*課題 a:* 読解用抜粋によると、フランクさんが海兵隊員として戦争を経験した二つの国はどこですか。

*読解用抜粋:*

-*-*-

フランクさんは現在、アメリカ・カリフォルニア州にいるということでした。 

Dear my son 親愛なる息子へ

ジュリアス、お前が人生の難しい決断をしなければならない時に一緒にいられなくてごめん。

でも、いつもお前のことを考えていたよ。

「ジュリアス」という名前の由来を知っているかい?

私がお寺でお母さんに読んだ本から考えた名前なんだ。

また、お前に連絡ができるなんて思っていなかったよ。

海兵隊員だった私は、様々な戦場に派遣されて、アフガニスタンとイラクで2回の戦争を経験したんだ。

その戦争で負傷して軍隊を辞めることになった。

メジャーリーグでプレーするというお前の夢が叶うことを祈っている。

いつか一緒にキャッチボールができるといいな。

お前が元気そうで嬉しいよ。

自分の夢を叶えるために全力を尽くしてほしい。

私は父親としてお前の夢を現実のものにするために、出来るだけの支援をするつもりだよ。

ジュリアス、愛しているよ。

離ればなれで過ごした時間を、いつか取り戻せることを願っている。

2001年に起こった同時多発テロのあと、長い戦争に駆り出されたフランクさん。

戦場で心と体に深い傷を負い、リハビリを余儀なくされていました。

戦争と訓練の繰り返しで、家族のことを考える余裕もない…。

怪我で軍を辞めてからも「もう自分は家族に合わせる顔がない」
と自らを責め続ける日々が続いたそうです。

母の苦労を知っているジュリアス投手は、
父の発見を手放しで喜べる状況ではありませんでしたが、素直な気持ちを笑顔で語りました。

「存在していてくれただけで嬉しい。
 誰が何と言っても、僕のお父さんは世界で一人しかいない。
 ありがとうだけを伝えたい。」

ジュリアス君が、ずっと心の支えにしていた家族写真。

-*-*-

*保存済みレコード:*
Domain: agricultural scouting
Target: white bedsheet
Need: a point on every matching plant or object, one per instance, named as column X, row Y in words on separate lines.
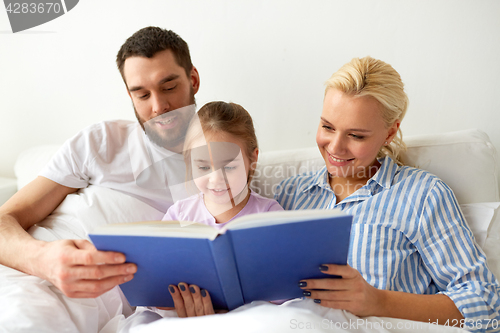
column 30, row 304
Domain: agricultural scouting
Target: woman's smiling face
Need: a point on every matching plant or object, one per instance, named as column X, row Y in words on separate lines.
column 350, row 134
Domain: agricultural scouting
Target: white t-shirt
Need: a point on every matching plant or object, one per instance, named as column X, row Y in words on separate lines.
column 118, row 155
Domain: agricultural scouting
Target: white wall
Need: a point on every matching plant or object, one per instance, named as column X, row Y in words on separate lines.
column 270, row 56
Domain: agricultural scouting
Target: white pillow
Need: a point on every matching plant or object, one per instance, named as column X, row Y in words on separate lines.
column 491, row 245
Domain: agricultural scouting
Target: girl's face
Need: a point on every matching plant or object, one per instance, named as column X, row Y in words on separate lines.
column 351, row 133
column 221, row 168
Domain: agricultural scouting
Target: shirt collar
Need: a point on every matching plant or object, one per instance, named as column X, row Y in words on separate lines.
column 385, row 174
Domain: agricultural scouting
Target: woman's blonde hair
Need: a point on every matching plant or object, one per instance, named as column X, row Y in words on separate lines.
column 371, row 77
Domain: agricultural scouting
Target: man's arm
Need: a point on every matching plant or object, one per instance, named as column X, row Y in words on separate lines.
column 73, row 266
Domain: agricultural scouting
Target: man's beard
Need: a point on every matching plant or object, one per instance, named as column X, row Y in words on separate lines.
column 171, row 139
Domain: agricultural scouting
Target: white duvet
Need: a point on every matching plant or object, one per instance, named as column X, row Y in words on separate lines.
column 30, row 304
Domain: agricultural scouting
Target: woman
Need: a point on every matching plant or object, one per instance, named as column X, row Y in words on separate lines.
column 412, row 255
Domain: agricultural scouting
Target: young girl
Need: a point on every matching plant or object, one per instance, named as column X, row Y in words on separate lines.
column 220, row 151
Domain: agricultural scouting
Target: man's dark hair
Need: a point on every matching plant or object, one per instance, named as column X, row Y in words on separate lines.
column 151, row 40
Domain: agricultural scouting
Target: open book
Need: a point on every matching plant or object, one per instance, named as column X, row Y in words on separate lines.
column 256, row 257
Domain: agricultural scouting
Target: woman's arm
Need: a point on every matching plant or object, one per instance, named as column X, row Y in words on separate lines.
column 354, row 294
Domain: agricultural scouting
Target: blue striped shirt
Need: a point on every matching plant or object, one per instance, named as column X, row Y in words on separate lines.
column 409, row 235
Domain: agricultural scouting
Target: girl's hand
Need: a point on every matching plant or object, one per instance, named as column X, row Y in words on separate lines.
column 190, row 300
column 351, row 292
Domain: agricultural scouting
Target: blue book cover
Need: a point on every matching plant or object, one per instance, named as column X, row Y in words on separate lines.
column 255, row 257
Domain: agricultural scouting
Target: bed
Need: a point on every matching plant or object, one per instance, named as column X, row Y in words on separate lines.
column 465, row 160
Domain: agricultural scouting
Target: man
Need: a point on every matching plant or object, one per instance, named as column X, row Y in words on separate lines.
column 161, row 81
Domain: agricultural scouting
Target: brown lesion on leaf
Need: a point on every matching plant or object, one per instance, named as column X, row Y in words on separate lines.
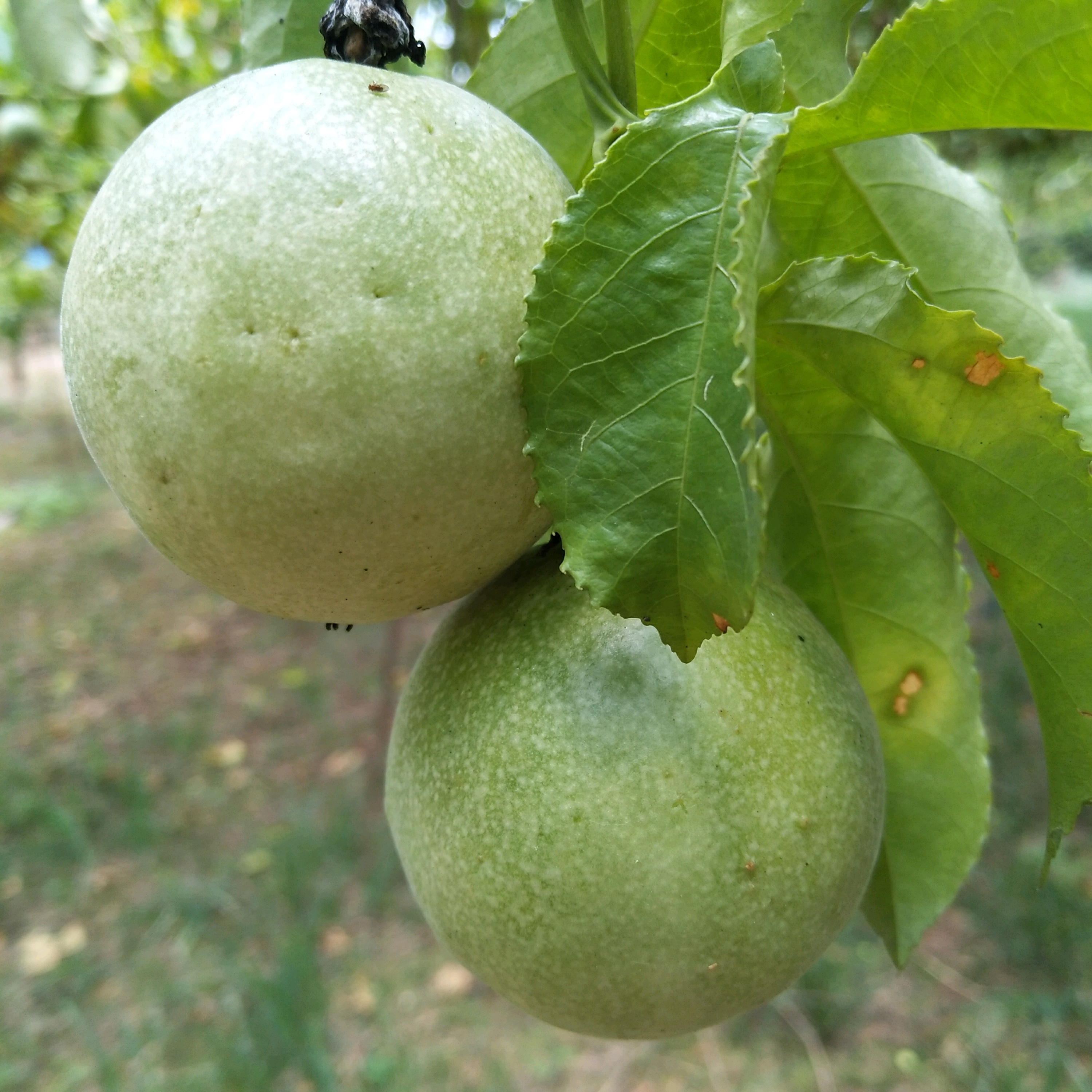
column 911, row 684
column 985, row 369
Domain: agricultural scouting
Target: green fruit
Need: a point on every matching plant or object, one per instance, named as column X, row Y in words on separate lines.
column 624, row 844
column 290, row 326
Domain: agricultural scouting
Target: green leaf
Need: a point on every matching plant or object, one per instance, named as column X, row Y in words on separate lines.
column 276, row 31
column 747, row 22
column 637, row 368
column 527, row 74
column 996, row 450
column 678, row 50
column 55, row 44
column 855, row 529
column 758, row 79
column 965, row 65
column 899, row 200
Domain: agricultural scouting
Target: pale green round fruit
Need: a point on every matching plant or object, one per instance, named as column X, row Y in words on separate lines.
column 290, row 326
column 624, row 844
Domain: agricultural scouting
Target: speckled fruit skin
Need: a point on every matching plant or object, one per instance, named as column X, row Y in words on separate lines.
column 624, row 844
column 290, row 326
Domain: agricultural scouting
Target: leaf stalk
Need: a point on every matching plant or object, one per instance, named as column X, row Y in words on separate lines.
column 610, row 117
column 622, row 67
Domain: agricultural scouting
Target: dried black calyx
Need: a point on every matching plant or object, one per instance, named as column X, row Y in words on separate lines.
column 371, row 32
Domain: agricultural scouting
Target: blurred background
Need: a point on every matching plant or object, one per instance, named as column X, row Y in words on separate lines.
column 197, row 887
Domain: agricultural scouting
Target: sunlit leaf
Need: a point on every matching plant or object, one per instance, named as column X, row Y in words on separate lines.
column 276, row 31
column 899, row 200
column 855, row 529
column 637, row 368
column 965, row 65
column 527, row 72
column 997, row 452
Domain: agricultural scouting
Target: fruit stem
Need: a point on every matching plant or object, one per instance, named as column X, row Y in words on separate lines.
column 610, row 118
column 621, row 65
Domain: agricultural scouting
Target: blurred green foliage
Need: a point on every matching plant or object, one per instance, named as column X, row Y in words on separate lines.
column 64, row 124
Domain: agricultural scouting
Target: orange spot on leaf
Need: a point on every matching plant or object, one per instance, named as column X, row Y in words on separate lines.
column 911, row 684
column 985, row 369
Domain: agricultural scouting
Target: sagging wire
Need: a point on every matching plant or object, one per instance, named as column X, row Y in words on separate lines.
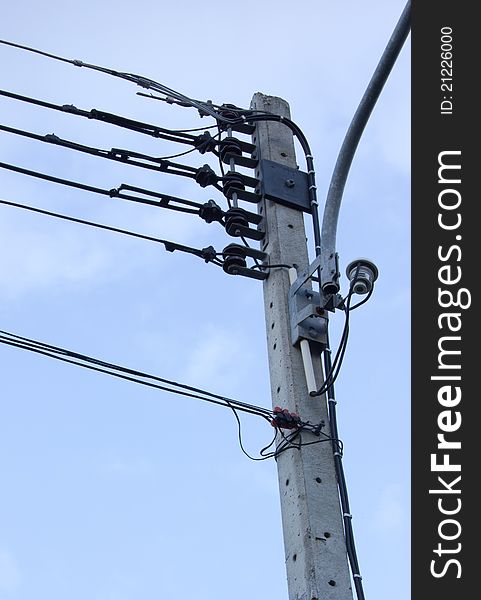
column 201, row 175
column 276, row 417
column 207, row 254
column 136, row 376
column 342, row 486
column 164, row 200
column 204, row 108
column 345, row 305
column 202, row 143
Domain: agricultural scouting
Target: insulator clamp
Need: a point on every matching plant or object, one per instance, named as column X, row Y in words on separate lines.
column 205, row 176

-*-*-

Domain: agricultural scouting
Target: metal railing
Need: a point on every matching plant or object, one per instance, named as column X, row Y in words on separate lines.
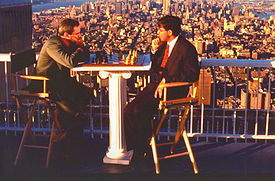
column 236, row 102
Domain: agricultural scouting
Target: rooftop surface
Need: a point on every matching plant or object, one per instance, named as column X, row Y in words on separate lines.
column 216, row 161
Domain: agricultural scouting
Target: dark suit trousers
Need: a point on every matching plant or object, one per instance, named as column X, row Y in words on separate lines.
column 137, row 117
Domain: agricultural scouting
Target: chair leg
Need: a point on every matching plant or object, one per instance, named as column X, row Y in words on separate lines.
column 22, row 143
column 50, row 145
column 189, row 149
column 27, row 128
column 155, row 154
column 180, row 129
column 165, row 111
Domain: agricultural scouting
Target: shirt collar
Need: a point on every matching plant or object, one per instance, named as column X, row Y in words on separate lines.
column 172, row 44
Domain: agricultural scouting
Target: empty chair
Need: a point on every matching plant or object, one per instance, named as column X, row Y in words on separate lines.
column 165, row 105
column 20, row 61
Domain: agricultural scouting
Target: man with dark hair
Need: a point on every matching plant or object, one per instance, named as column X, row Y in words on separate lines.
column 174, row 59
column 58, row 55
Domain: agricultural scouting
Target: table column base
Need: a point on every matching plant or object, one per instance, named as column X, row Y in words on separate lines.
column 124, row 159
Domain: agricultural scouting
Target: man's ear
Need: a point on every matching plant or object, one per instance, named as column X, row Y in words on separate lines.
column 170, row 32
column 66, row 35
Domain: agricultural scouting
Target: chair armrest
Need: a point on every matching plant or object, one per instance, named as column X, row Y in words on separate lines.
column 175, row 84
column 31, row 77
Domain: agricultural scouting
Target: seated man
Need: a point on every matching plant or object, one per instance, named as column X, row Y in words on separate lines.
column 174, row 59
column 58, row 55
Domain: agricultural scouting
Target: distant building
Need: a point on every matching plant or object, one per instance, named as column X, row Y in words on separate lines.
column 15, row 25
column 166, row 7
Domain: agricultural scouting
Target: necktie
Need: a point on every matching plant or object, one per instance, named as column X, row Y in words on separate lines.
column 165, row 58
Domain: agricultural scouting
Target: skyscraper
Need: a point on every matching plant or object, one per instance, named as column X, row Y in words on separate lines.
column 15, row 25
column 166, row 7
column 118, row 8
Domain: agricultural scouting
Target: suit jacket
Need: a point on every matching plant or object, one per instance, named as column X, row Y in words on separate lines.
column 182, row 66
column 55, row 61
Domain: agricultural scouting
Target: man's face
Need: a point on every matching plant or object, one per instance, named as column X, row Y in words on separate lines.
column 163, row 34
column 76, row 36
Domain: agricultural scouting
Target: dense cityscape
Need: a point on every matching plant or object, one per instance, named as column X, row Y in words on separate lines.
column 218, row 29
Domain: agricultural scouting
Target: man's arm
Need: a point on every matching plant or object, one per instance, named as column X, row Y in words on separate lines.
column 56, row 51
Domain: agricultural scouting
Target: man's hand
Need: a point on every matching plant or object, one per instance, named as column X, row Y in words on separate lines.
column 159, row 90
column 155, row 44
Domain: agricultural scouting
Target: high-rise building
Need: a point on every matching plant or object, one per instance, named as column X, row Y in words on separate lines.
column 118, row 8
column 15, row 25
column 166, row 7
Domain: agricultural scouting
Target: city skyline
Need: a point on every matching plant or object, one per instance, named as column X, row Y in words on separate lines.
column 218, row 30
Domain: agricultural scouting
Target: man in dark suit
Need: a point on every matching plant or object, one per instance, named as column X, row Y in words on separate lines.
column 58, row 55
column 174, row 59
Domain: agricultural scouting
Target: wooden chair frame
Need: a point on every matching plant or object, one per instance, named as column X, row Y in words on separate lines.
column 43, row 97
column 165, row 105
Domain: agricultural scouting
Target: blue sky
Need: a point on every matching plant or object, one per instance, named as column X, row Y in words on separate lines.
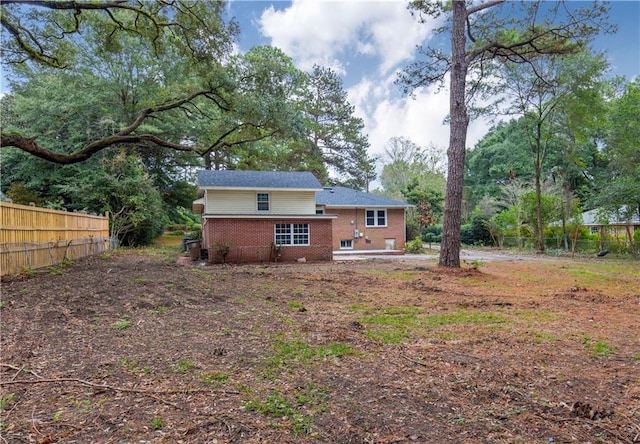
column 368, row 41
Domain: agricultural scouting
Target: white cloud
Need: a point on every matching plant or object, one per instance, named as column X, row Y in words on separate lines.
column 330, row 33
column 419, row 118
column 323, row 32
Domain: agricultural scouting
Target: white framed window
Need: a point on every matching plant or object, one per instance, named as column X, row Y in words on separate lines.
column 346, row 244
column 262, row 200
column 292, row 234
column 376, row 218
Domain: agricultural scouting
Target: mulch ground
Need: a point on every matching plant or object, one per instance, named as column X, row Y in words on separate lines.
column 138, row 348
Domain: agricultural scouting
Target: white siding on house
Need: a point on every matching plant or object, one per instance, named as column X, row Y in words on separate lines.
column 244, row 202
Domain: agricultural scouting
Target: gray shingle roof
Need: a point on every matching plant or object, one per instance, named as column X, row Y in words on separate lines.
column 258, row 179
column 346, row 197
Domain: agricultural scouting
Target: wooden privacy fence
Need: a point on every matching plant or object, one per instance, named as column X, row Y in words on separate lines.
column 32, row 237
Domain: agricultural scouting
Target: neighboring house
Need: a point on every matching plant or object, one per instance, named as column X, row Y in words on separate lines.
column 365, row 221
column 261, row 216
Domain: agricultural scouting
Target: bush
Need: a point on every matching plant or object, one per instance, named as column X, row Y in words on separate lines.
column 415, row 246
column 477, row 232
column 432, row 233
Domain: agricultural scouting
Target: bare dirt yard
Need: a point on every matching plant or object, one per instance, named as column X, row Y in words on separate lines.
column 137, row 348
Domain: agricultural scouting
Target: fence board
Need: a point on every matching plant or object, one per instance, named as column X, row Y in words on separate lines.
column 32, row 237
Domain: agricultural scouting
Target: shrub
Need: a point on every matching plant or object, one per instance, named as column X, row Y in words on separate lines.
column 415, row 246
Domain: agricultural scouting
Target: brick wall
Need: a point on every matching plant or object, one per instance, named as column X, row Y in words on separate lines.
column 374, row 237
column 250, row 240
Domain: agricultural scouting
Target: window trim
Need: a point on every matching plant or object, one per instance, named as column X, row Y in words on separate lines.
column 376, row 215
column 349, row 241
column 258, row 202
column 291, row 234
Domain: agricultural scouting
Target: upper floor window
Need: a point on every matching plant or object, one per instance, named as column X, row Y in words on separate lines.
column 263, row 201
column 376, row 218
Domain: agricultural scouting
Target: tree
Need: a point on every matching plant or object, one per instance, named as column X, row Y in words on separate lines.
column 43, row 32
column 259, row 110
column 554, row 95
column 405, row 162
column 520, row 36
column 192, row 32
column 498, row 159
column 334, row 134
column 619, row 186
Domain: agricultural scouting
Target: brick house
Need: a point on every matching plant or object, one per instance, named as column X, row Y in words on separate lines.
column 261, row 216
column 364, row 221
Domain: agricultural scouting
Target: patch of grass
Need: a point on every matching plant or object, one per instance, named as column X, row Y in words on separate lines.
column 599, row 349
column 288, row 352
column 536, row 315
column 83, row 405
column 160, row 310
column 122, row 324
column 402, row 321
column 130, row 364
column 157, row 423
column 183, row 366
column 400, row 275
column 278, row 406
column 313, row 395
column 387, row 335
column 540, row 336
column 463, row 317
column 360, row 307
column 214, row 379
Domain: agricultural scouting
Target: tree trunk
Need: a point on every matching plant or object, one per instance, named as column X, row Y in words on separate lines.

-*-*-

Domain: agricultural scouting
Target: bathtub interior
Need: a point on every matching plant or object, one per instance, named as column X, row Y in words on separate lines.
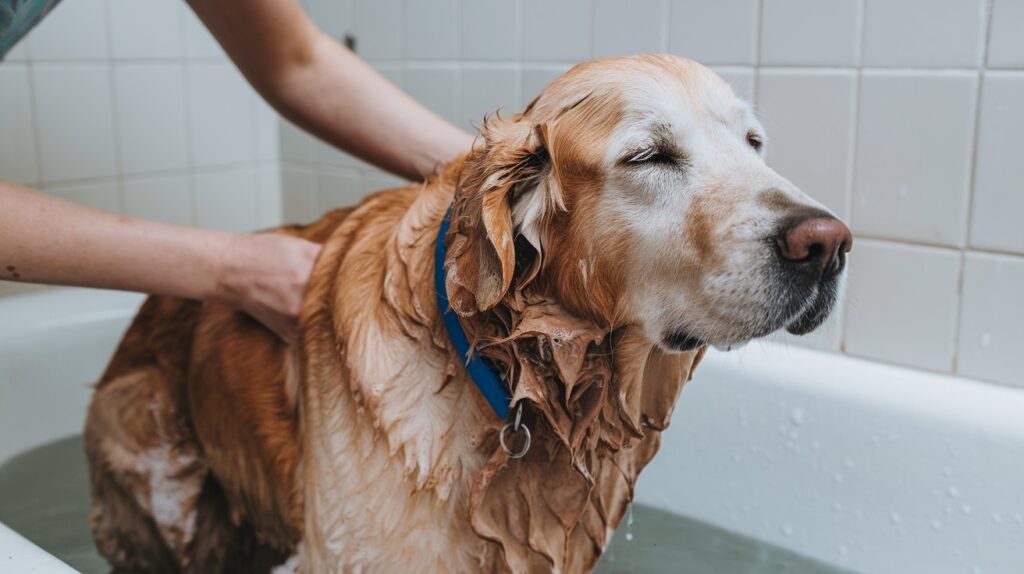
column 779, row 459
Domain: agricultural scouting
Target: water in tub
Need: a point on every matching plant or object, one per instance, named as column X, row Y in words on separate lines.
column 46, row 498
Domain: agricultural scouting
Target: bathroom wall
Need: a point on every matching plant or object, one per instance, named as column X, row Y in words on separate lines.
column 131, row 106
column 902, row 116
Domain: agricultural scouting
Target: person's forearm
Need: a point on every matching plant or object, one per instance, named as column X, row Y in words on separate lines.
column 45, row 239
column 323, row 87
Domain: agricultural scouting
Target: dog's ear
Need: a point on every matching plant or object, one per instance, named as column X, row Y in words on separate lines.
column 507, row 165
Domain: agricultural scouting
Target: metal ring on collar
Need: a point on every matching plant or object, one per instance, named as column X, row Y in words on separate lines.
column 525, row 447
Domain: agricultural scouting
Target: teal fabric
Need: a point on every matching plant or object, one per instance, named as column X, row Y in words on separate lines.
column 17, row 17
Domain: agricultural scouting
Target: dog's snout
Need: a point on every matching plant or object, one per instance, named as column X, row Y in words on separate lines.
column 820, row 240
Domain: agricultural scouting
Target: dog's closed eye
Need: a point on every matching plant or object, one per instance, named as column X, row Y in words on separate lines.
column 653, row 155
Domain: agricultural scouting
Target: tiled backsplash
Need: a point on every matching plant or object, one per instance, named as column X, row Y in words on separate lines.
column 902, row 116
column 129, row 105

-*-*-

*課題 b:* レコードから、文字列「fence」を含む行をすべて抜き出してください。大文字と小文字は区別されます。

*解答 a:* アフガニスタンとイラクです。

*解答 b:*
Target: wooden privacy fence
Target: fence board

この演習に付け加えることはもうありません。